┌─ Supplied data

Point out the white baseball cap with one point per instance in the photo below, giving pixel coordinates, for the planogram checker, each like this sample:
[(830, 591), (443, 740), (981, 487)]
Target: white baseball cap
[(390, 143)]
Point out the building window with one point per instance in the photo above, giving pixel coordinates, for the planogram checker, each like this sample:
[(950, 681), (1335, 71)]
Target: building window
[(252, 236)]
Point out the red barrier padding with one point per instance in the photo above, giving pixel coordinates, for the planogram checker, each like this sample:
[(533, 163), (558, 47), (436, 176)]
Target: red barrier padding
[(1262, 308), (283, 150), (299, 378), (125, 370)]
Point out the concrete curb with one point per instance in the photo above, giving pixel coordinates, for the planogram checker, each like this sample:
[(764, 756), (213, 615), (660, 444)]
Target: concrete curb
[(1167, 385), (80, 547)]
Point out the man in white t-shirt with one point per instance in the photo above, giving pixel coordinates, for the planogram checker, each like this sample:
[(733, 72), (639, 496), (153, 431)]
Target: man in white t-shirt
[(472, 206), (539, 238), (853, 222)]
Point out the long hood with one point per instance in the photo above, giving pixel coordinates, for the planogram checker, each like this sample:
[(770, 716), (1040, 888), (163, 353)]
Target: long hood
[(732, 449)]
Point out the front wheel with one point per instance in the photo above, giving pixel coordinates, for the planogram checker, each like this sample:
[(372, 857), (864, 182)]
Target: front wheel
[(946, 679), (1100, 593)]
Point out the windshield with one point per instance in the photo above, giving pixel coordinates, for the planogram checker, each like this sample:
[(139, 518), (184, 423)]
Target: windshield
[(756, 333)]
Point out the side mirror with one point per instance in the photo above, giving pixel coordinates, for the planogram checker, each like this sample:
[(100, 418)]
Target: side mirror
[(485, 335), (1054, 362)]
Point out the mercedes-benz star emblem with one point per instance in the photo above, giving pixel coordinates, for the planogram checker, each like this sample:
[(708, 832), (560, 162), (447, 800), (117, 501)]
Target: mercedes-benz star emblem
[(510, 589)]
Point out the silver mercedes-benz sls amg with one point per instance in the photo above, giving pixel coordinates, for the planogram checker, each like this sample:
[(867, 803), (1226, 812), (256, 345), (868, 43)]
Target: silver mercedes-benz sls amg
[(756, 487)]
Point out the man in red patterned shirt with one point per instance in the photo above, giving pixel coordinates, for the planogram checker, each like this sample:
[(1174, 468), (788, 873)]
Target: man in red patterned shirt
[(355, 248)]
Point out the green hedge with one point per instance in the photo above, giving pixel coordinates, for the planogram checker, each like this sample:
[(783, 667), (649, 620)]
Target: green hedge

└─

Which of the lines above hold the word "hedge"? Copy each one.

Point out the green hedge with one point per instance in the photo above, giving pixel coordinates, for the planogram checker, each like this sample:
Target: green hedge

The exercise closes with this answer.